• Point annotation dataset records
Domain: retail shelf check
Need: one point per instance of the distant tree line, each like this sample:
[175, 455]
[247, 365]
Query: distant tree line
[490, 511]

• Stated goal
Reproduce every line of the records above, requests included, and shift each coordinate in the answers by adding 61 to it.

• Finished task
Domain: retail shelf check
Need: one point per instance of the distant tree line, each like this sample:
[175, 455]
[247, 365]
Query: distant tree line
[551, 572]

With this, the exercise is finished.